━━━ EXERCISE MATERIAL
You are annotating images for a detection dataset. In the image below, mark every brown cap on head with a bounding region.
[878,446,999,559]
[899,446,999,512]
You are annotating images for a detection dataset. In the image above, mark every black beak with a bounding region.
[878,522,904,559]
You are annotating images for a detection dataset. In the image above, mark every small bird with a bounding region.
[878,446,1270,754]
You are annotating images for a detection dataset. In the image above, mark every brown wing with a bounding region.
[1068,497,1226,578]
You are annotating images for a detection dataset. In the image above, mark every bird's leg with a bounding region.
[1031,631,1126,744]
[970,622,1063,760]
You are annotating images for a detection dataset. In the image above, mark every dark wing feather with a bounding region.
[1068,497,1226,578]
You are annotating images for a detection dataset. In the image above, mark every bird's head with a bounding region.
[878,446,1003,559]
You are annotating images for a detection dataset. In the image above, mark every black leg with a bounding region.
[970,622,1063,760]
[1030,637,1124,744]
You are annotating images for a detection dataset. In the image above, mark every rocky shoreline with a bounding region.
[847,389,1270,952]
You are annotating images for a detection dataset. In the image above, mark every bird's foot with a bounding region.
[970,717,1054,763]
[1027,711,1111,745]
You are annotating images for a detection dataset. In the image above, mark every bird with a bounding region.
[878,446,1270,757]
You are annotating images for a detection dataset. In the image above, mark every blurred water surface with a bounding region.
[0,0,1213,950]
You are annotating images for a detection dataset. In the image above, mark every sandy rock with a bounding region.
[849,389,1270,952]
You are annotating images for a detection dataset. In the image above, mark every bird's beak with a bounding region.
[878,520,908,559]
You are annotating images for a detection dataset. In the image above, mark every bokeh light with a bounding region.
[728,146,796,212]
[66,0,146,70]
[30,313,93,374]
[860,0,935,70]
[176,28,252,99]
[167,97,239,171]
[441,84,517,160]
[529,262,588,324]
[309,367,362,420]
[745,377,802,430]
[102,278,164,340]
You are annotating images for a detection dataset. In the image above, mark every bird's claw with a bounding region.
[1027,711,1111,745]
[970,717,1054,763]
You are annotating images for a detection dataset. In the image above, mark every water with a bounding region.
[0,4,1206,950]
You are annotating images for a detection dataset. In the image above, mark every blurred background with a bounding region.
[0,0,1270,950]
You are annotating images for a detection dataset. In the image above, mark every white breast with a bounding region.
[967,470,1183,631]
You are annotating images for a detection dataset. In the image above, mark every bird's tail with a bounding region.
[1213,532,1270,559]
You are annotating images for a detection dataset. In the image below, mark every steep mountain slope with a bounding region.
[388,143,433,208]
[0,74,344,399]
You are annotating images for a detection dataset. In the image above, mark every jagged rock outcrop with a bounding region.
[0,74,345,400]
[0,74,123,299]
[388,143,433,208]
━━━━━━
TASK PROMPT:
Put the records above into a two-column CSV with the header instruction,response and one row per record. Place each record's text and its full answer in their own quoted fields, with every line break replaced by a space.

OUTPUT FOR THIS TASK:
instruction,response
"You are annotating images for a detection dataset. In the image below, mark every brown cap on head with a bounding region.","[878,446,999,559] [899,446,999,512]"
"You are annotating images for a detection dataset. In the image above, mark every black beak with a bounding region.","[878,522,904,559]"
"You are annotating images for a detection dataset. In the image above, mark every small bird with a bounding region.","[878,446,1270,754]"
"You are annotating images for a detection dataset. In the image above, mark every brown wing with a bounding region.","[1068,497,1226,578]"
"You are annotating images for a detection dataset. In the image above, mark every bird's leg with a bounding region.","[1031,631,1126,744] [970,622,1063,760]"
"You are annotating images for a detection dataset. In the image above, mark every dark wing feather with a bounding region.","[1068,497,1226,578]"
"You are annotating images for a detection dataset. In the image above, mark every bird's head with a bounding region.","[878,446,1003,559]"
"You are annotating images for a detection dataset. In the image above, mark every black leg with a bounding region.","[970,622,1063,760] [1030,637,1124,744]"
"You are annotating images for a detection dataset. In the image above, mark every rocky shoreline with a bounding region.","[847,389,1270,952]"
"You are annotating images for a detection dataset. In the image above, mark every bird's foot with a bounding region.","[970,717,1054,763] [1027,711,1111,745]"
"You are annotating images for a detection dataset. In the image above, mark every bird with a bounding region.","[878,446,1270,757]"
"You are annotating images for a detection dataset. In the image above, mark every blurred water surface with a bounding region.","[0,0,1213,950]"
"You are annotating images for a detection dataset. In the image above, mark every sandy rock with a bounding region.","[849,389,1270,952]"
"You are annotating images for a detection dataset. In the image above, mark every bird's beak with a bounding region.","[878,520,908,559]"
"You are annotating images for a detection dataset. In the image above, mark every bokeh light with a bounding region.","[728,146,796,212] [66,0,146,70] [30,313,93,374] [860,0,935,70] [176,28,252,99] [167,97,239,171] [441,84,517,160] [529,262,588,324] [309,367,362,420] [745,377,802,430] [102,278,164,340]"
"You are annotating images for a detection dataset. In the image above, mark every bird's claw with a bounding region.","[1027,711,1111,745] [970,717,1054,763]"
"You are annotating images for a detection dataset. In the image above, mark every water with a bounding region.","[0,4,1206,950]"
"You are annotating images for a detection dataset. In the image above, mark every blurred background with a bounding region.","[0,0,1270,950]"
"You are annotating images for a detection dataset. In the image above, mark every white breast with a bounding region.","[967,470,1183,631]"
"You are annotating images for a detection dataset. In the image above, mark every bird's tail with a bounding region.","[1213,532,1270,559]"
"You are annotating images for a detection dataset. In the image below, mark every steep mountain slope with a bounding region.","[388,143,433,208] [0,74,344,399]"
"You are annotating images for a detection dataset. In the image above, mark every jagged rock outcrop with a bounding region.","[0,74,345,400] [0,74,123,299] [388,143,433,208]"